ACTIONS TO TAKE >>
- a) In the article on a possible Turkish attack on Syria's northern Kurds, which thinktank is Osman Bahadir Dincer with?
- b) Update the article on a possible Turkish attack on Syria's northern Kurds by giving the passage starting with "Turkish Attack on" and going on through "terrorists by Ankara." again, with "instability" replaced by "unrest".

TEXT SECTION >>
++++++++

Turkish Attack on Syria’s Northern Kurds Could Prompt Wider War

If Turkey follows up on its threats, it could be pulled into a conflict with the Assad regime, Russia, and Iran

Turkey this week implied that it would not hesitate to take military action in northern Syria against Kurdish groups that have gained some measure of autonomy amid the instability, but many observers have warned this would be very dangerous for Turkey.

Turkish Prime Minister Recep Tayyip Erdogan’s threats were taken seriously across the international community, especially since it has carried out similar cross-border attacks against Iraq’s Kurds it suspected of cooperating with Turkey’s Kurdish separatists (PKK), long deemed terrorists by Ankara.

“If you implement a hot pursuit against the PKK militias in northern Syria, the government in Syria will react very differently from the Iraqi government,” Osman Bahadir Dincer of the Ankara-based USAK thinktank told AFP.

++++++++

LISTING >>
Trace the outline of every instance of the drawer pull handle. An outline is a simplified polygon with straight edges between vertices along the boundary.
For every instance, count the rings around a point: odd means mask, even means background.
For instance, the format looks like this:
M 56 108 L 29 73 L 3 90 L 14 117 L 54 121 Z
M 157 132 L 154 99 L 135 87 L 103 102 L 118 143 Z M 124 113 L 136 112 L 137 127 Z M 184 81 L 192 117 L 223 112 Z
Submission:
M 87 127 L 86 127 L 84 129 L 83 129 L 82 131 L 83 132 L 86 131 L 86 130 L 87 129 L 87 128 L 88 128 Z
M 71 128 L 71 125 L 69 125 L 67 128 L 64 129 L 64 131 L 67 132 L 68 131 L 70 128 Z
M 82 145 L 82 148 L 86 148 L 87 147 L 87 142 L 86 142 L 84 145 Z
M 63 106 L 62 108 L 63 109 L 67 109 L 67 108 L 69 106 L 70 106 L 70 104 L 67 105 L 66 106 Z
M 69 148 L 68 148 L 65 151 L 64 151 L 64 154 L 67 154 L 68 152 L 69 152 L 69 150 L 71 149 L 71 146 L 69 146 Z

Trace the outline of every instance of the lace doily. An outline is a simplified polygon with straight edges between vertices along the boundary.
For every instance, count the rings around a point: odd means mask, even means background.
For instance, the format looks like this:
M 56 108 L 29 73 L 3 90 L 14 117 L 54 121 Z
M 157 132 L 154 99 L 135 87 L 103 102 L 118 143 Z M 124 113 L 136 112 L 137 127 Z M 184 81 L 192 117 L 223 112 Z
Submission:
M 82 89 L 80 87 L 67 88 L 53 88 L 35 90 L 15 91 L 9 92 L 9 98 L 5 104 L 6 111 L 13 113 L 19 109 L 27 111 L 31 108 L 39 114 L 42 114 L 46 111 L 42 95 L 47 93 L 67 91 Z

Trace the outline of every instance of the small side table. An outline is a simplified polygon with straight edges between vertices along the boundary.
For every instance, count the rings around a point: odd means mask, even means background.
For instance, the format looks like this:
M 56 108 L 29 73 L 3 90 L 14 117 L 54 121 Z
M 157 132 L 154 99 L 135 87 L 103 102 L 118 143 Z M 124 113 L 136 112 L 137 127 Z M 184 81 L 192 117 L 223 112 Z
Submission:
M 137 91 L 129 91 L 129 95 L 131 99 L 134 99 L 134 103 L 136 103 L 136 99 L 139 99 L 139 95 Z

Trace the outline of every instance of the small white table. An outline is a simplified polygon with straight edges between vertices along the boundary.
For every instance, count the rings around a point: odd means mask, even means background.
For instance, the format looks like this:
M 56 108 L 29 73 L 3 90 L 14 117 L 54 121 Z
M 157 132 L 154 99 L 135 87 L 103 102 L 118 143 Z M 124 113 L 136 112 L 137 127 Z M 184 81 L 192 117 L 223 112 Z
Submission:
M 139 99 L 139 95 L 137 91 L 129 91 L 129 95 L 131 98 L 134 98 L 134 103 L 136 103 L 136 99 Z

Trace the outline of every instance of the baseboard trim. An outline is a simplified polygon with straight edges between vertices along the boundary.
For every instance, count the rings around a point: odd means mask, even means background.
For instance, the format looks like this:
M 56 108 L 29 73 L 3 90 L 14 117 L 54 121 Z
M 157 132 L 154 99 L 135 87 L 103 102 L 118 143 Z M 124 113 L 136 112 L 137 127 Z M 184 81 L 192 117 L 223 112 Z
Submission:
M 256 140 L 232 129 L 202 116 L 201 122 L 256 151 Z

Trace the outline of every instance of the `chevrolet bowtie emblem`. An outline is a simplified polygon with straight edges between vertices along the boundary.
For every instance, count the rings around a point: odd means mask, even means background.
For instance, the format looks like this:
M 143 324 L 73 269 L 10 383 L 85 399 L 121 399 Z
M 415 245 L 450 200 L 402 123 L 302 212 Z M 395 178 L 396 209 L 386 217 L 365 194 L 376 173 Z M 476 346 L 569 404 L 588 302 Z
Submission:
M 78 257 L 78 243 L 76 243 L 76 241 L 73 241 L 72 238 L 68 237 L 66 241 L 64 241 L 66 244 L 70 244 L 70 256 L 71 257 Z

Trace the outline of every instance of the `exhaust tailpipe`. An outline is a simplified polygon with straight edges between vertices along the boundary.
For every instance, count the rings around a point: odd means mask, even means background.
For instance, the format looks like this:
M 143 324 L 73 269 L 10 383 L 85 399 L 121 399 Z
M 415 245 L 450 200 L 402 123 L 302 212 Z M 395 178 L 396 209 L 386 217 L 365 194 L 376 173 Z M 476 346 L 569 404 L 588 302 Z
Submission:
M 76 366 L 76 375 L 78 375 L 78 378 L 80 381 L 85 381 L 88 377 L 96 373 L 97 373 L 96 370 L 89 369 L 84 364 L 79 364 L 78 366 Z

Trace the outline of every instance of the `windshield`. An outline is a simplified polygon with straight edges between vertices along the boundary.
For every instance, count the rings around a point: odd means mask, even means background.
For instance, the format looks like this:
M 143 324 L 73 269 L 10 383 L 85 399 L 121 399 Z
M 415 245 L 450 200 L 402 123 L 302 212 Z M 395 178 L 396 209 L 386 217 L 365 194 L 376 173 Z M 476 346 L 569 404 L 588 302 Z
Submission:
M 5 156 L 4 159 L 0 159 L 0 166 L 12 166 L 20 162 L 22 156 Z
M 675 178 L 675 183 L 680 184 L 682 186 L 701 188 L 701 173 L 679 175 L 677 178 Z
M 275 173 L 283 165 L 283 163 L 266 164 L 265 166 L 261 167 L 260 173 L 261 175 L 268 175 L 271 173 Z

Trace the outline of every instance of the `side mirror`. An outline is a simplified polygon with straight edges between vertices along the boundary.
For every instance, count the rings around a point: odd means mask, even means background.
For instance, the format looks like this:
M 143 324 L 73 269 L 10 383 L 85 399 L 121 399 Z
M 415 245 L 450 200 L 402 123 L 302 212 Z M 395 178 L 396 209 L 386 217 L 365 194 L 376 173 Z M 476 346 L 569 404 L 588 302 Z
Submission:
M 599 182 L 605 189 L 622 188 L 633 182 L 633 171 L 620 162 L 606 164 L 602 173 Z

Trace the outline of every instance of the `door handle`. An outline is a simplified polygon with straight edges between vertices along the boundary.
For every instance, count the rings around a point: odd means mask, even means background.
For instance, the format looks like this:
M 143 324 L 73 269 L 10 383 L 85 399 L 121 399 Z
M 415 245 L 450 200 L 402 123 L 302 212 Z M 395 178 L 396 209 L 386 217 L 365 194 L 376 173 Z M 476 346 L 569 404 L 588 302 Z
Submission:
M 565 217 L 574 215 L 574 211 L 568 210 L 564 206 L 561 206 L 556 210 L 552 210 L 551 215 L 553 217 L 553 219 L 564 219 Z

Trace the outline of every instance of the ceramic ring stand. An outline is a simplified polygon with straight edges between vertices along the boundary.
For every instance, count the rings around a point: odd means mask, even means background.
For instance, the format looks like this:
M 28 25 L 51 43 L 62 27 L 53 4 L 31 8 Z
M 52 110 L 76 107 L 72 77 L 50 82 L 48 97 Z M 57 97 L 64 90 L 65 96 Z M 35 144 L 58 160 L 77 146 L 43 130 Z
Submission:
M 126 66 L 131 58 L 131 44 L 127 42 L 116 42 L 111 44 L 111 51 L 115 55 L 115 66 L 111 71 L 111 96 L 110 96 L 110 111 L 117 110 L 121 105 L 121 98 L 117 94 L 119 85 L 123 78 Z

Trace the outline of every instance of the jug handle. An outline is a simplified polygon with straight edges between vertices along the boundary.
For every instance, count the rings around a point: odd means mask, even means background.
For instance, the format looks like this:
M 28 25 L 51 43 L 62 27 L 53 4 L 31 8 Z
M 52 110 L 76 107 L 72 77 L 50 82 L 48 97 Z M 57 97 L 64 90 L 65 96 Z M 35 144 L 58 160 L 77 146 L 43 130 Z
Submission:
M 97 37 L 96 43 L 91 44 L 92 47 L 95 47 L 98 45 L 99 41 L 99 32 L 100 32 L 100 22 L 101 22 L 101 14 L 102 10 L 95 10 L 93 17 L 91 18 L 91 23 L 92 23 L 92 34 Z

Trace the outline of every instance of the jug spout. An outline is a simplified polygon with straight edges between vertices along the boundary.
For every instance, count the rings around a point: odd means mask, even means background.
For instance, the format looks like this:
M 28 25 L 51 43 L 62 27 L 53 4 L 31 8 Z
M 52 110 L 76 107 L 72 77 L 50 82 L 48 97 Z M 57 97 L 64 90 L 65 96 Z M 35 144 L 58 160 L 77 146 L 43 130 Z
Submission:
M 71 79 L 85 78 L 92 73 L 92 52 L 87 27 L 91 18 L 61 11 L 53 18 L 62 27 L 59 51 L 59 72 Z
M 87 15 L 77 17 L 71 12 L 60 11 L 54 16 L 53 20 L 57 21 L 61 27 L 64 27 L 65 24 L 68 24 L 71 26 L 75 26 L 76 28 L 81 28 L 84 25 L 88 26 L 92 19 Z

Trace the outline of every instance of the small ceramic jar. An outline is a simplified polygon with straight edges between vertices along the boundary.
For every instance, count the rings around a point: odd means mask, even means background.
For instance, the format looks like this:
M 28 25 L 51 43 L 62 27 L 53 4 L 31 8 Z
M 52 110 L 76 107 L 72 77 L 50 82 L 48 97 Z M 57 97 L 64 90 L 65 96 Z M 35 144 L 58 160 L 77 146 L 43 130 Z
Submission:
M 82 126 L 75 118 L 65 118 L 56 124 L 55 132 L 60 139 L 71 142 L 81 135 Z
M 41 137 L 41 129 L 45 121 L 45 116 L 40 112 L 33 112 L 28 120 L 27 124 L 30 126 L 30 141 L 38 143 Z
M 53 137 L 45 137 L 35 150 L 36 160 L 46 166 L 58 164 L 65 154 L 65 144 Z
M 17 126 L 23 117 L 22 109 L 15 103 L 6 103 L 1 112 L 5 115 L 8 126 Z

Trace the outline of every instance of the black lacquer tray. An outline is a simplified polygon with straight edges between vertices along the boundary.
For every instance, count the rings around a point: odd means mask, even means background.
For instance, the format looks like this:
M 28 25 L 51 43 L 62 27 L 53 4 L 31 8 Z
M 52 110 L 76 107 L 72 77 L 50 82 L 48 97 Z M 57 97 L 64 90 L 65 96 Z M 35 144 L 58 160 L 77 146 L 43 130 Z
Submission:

++++++++

THE RESPONSES >>
- a) The Ankara-based USAK thinktank.

- b)
Turkish Attack on Syria’s Northern Kurds Could Prompt Wider War

If Turkey follows up on its threats, it could be pulled into a conflict with the Assad regime, Russia, and Iran

Turkey this week implied that it would not hesitate to take military action in northern Syria against Kurdish groups that have gained some measure of autonomy amid the unrest, but many observers have warned this would be very dangerous for Turkey.

Turkish Prime Minister Recep Tayyip Erdogan’s threats were taken seriously across the international community, especially since it has carried out similar cross-border attacks against Iraq’s Kurds it suspected of cooperating with Turkey’s Kurdish separatists (PKK), long deemed terrorists by Ankara.